Supplied material: Begin
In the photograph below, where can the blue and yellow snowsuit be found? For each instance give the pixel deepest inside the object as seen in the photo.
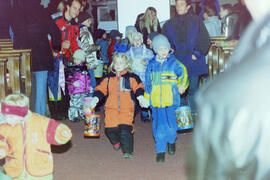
(161, 87)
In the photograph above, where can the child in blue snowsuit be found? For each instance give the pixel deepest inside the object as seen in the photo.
(165, 79)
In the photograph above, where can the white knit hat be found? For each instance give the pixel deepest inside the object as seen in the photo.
(79, 54)
(159, 41)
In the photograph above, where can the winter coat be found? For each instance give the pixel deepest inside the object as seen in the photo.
(103, 55)
(70, 31)
(80, 74)
(136, 55)
(213, 26)
(121, 90)
(162, 81)
(87, 44)
(188, 36)
(30, 145)
(31, 26)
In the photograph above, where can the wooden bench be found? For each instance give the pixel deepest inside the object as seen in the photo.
(18, 67)
(218, 56)
(3, 78)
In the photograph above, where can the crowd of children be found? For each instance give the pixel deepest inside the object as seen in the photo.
(137, 76)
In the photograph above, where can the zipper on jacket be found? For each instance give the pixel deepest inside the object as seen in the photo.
(118, 89)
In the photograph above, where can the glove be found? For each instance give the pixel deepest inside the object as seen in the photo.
(93, 102)
(3, 153)
(181, 89)
(76, 84)
(143, 102)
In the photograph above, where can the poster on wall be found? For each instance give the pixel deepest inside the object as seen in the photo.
(129, 10)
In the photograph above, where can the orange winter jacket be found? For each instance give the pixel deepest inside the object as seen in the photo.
(121, 90)
(28, 145)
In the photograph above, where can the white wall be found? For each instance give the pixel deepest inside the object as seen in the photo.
(128, 11)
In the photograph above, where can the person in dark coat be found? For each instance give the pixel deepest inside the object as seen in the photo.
(190, 41)
(147, 22)
(31, 25)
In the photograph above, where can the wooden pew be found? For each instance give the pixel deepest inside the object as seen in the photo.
(3, 78)
(218, 56)
(18, 65)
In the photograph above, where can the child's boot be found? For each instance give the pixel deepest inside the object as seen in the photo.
(160, 157)
(116, 146)
(171, 149)
(128, 155)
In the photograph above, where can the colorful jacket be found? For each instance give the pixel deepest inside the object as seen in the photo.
(137, 55)
(80, 74)
(29, 144)
(121, 90)
(70, 31)
(87, 44)
(162, 81)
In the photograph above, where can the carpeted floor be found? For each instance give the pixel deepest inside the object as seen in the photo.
(91, 159)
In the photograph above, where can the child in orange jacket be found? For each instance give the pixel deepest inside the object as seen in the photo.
(121, 86)
(25, 139)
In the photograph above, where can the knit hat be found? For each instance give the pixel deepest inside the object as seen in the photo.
(114, 33)
(130, 28)
(83, 16)
(159, 41)
(79, 54)
(152, 35)
(99, 33)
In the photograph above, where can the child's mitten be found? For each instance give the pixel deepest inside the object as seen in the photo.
(93, 102)
(143, 102)
(76, 84)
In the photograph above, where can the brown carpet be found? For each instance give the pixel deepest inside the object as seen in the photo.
(91, 159)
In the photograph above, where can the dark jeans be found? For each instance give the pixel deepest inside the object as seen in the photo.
(121, 134)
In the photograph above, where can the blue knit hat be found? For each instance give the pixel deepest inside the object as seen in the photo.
(159, 41)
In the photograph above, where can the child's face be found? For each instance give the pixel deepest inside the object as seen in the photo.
(13, 120)
(205, 16)
(163, 52)
(119, 65)
(77, 61)
(104, 36)
(87, 22)
(137, 41)
(223, 12)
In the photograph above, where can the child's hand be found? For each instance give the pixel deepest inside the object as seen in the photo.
(143, 102)
(181, 89)
(143, 62)
(194, 57)
(93, 102)
(3, 153)
(65, 133)
(76, 84)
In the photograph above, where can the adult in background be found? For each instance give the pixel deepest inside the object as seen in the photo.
(31, 25)
(231, 138)
(147, 22)
(190, 41)
(70, 32)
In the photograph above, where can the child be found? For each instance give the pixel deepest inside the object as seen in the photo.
(25, 139)
(121, 86)
(165, 78)
(78, 85)
(115, 36)
(87, 44)
(139, 56)
(104, 45)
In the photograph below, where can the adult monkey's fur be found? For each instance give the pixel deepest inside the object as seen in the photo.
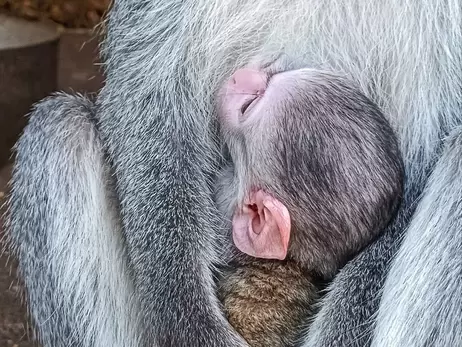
(155, 116)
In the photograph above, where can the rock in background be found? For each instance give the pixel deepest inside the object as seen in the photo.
(69, 13)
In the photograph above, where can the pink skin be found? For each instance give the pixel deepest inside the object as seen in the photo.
(242, 91)
(262, 227)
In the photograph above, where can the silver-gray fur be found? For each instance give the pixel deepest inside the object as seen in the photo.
(164, 62)
(428, 265)
(67, 232)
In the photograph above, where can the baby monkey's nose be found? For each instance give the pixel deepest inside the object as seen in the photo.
(249, 81)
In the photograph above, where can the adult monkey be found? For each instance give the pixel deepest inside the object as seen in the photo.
(164, 62)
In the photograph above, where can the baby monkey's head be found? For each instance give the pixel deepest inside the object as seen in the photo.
(315, 163)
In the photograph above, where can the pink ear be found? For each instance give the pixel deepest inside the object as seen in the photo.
(262, 228)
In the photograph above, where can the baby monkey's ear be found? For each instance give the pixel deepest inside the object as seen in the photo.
(262, 228)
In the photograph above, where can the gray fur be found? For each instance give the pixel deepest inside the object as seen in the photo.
(327, 153)
(164, 61)
(428, 265)
(67, 233)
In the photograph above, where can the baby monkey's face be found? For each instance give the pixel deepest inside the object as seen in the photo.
(309, 150)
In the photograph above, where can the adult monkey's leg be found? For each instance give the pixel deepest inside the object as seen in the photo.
(66, 232)
(422, 302)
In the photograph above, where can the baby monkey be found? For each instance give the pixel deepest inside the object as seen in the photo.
(316, 174)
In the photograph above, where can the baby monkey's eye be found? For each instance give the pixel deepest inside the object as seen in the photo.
(246, 105)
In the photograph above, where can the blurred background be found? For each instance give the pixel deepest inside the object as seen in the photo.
(45, 46)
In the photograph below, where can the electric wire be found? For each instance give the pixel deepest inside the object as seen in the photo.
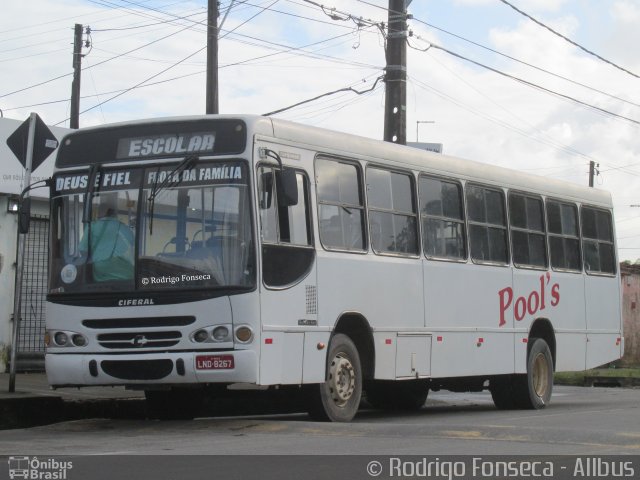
(569, 40)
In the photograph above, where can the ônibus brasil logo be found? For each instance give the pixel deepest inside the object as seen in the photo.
(38, 469)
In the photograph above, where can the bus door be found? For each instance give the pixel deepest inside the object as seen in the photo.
(288, 291)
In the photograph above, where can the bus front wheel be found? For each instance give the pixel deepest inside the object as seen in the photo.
(338, 398)
(534, 391)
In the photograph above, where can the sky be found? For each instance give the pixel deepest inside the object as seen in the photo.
(146, 59)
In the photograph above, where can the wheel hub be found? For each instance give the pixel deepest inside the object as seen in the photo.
(540, 375)
(342, 379)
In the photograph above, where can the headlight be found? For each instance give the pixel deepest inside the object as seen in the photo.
(212, 334)
(244, 334)
(78, 340)
(220, 334)
(61, 339)
(201, 336)
(65, 339)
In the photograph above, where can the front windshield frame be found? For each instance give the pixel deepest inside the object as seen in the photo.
(175, 265)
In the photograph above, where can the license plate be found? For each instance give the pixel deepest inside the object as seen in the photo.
(214, 362)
Supplied material: End
→ Work order: Could you output the lines above, exactly as written, from the one containing "In the photograph above, where can the bus front" through the last, with both ends included and no others?

→ Result for this task:
In the photograph above, where can the bus front wheel be found? For each instance give the pixel deepest inside the object as seen in the photo.
(338, 398)
(534, 391)
In the photograph above, where can the sky be found? For each instance give the pixel deepest inside the object as seen in the photo.
(146, 59)
In the photograph above, where can the wheel hub be found? For each instance give the pixel deepest inside the object as seen in the photo.
(540, 375)
(342, 379)
In the photograph above, where can the headlight be found? For each instance give the pixel deepest inside the object as seen in the photo.
(212, 334)
(244, 334)
(78, 340)
(220, 334)
(61, 339)
(201, 336)
(65, 339)
In the photograph above, where can the front windshield frame be found? For each instance give the pixel deepest inside the object as seen in the photo.
(175, 265)
In the photograph above, where can the license plate be found? For each instance give the pixel deepest inside the object as seen in the photo.
(214, 362)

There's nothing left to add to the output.